*Work required*
Repeat every one of the rows below without changing anything.

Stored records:
════
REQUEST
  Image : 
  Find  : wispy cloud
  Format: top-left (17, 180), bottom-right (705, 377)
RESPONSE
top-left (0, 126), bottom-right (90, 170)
════
*Solution to the problem*
REQUEST
  Image : 
  Find  : wispy cloud
  Format: top-left (17, 180), bottom-right (705, 377)
RESPONSE
top-left (0, 126), bottom-right (90, 170)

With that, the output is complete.